(Stored items)
• • • • •

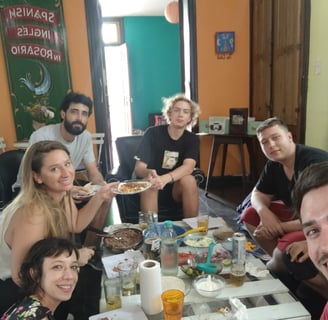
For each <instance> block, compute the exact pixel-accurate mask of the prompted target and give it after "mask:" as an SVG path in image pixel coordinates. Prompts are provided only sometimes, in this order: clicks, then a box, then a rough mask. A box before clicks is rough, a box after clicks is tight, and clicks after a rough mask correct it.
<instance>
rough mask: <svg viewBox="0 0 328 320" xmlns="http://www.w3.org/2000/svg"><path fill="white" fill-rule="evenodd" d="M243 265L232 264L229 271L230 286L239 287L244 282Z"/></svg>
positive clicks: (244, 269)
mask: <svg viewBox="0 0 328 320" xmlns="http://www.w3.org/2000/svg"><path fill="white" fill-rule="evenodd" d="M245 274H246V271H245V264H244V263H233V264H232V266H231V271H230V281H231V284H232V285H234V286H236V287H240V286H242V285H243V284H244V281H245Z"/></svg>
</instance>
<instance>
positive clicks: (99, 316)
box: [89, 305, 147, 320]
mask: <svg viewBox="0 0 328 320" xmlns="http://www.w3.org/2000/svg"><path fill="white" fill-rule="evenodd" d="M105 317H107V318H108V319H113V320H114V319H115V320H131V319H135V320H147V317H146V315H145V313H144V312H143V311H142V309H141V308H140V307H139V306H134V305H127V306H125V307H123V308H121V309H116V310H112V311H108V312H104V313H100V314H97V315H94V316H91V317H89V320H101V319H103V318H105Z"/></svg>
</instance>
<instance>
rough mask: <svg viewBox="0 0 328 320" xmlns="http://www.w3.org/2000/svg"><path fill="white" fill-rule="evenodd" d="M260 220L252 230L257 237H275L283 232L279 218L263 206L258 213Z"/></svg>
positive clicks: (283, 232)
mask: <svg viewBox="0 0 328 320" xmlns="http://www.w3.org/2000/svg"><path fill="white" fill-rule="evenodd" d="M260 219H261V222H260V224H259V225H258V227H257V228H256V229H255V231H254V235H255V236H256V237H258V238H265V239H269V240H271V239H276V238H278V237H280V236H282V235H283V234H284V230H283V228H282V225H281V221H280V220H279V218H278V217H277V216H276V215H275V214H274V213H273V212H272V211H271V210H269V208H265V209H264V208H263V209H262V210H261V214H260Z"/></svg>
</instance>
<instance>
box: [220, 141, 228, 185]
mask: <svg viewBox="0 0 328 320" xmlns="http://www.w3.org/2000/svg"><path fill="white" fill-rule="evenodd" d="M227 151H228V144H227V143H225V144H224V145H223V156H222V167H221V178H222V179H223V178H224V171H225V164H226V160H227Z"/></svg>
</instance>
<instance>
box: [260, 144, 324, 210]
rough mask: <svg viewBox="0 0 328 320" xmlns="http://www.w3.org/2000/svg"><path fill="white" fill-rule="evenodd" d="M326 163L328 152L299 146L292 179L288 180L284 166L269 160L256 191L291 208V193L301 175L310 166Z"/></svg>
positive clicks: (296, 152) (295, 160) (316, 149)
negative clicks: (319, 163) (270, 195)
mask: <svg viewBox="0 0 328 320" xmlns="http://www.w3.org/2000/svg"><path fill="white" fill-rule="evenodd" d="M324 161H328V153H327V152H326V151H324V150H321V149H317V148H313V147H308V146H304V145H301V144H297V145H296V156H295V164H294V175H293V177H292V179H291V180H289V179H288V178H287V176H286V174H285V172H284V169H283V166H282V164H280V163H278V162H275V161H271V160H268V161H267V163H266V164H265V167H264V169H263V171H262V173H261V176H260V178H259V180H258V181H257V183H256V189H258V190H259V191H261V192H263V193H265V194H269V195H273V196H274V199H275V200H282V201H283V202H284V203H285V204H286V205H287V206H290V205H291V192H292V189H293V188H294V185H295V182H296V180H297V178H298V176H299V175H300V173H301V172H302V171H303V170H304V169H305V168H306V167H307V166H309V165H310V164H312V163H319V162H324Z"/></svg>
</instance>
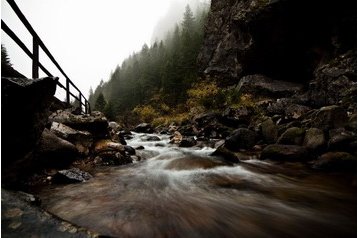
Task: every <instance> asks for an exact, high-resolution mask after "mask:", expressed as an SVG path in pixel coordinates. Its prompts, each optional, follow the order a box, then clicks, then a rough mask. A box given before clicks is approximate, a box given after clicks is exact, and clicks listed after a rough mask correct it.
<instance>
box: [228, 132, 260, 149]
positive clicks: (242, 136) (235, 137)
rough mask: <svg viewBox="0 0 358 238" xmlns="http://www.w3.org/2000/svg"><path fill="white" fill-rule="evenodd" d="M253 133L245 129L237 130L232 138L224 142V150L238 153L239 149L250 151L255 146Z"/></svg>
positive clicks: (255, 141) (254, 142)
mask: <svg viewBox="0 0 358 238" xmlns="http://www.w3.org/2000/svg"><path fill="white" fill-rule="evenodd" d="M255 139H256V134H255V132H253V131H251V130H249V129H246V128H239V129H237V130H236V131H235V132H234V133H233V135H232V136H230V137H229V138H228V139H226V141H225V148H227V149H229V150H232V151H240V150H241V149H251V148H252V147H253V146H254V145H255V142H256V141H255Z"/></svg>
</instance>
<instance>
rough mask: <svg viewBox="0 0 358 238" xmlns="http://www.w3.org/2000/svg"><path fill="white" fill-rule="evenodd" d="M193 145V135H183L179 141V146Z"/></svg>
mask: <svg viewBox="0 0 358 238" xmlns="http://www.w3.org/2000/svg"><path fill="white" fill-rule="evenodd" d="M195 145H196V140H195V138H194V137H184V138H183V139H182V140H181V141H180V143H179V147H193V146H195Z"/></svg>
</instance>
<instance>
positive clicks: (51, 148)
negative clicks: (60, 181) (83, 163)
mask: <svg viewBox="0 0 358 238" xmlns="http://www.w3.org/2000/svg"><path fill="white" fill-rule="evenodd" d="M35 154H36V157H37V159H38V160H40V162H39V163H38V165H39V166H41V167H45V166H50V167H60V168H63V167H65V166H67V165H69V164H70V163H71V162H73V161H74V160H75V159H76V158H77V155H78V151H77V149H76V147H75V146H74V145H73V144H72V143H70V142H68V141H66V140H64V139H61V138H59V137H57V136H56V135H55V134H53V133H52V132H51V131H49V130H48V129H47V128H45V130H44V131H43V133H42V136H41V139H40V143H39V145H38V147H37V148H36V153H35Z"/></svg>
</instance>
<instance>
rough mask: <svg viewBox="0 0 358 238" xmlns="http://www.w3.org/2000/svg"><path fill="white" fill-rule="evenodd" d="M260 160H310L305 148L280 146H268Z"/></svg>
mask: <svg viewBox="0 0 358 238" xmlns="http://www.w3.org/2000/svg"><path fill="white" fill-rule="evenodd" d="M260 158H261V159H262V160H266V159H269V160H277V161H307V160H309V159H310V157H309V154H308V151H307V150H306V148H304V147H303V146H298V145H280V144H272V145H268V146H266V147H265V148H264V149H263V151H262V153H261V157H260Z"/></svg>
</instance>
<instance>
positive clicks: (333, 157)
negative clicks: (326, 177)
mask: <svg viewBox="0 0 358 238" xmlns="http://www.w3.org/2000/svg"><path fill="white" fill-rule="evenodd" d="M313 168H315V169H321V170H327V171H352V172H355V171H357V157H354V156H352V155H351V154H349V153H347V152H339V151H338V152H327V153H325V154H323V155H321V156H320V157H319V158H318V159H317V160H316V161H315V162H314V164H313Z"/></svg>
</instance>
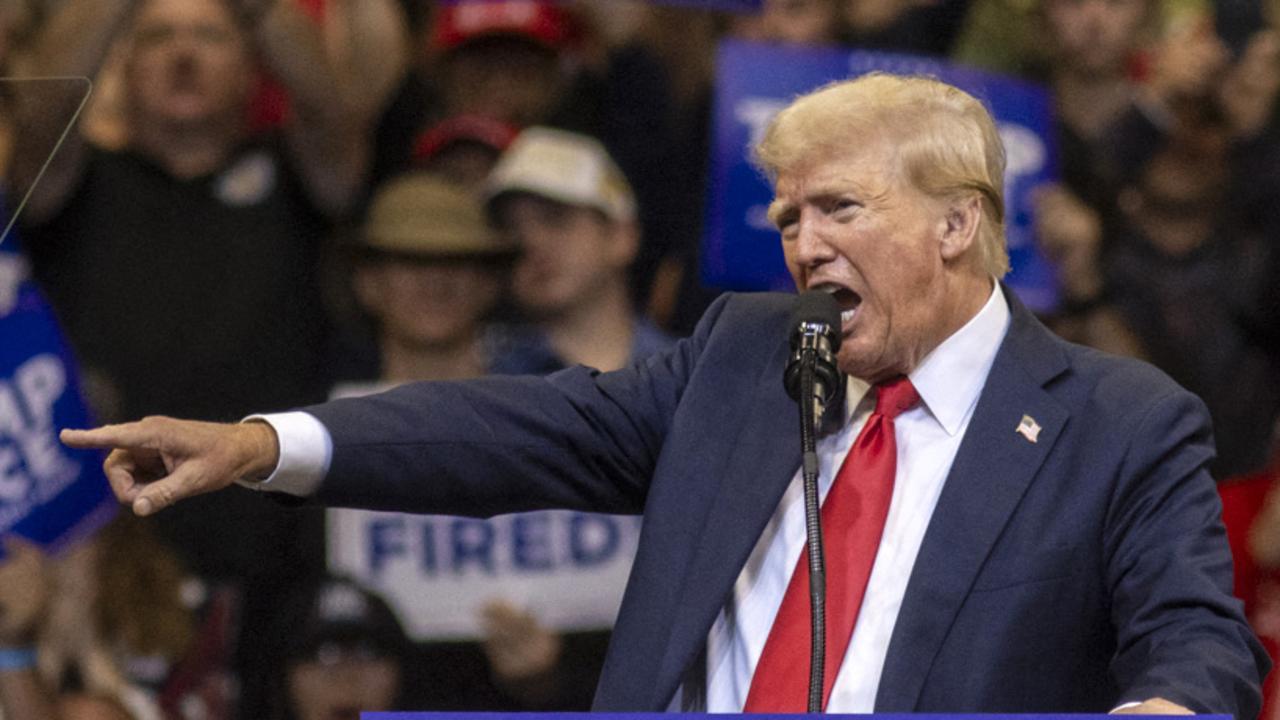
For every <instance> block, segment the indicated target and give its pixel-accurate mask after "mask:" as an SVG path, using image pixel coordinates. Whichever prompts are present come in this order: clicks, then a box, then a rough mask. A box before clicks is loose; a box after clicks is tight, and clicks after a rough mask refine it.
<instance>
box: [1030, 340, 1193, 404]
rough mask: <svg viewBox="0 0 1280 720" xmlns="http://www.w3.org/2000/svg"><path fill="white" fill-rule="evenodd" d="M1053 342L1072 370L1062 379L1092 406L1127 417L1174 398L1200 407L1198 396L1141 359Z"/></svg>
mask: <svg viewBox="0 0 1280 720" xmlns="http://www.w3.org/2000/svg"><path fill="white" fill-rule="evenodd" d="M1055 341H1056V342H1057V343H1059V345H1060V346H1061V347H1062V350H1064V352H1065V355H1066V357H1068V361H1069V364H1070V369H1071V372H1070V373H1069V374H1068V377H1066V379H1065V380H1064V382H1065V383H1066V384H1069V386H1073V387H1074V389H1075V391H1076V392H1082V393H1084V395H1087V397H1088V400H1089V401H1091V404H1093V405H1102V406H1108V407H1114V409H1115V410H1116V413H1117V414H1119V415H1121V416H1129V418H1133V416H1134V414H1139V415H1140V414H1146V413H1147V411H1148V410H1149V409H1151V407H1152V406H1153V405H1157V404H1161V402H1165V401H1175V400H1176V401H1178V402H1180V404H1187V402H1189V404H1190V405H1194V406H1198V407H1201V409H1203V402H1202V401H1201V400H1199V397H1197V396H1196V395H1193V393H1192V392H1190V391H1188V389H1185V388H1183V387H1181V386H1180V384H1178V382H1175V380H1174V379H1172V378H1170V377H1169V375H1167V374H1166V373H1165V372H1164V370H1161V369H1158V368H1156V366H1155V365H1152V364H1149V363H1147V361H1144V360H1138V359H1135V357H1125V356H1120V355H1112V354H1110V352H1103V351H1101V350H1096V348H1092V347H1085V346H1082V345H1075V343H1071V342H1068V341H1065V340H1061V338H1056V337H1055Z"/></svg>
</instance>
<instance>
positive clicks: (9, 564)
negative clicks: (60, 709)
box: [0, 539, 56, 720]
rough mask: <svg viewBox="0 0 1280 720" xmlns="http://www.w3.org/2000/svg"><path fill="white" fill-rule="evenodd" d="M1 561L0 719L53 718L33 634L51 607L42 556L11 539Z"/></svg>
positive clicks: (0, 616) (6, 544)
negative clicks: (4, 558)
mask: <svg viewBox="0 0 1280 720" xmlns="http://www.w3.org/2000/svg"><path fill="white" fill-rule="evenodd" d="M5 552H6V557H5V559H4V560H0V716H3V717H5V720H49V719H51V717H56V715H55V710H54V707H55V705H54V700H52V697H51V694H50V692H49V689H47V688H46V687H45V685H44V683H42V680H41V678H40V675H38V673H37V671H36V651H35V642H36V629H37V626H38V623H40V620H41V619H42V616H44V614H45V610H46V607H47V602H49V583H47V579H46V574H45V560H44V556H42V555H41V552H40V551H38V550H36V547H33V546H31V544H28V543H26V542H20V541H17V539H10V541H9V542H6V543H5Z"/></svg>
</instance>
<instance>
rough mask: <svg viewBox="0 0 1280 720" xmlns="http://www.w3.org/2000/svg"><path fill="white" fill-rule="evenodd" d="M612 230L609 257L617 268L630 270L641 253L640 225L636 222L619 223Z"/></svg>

• • • • •

> [DIRECTIONS] From the records above, copy every line that holds the word "correct".

> [TASK SOLUTION]
For each <instance> block, compute the exact pixel-accurate mask of the prompted target and give it after "mask:" as an SVG path in image pixel coordinates. Prompts are provided only sometimes, in this order: clicks, then a box, then a rough mask. A box before clicks is rough, a box after clicks is tight, and clicks after a rough mask correct it.
Task: every <instance> asks for an exact, high-resolution mask after "mask:", expressed as an SVG path in pixel coordinates. Its prompts, each optional, follow the order a box, then clicks, then a rough mask. A box given before clicks is approximate, a box given after clicks is exact, and clicks listed after a rough mask correct it.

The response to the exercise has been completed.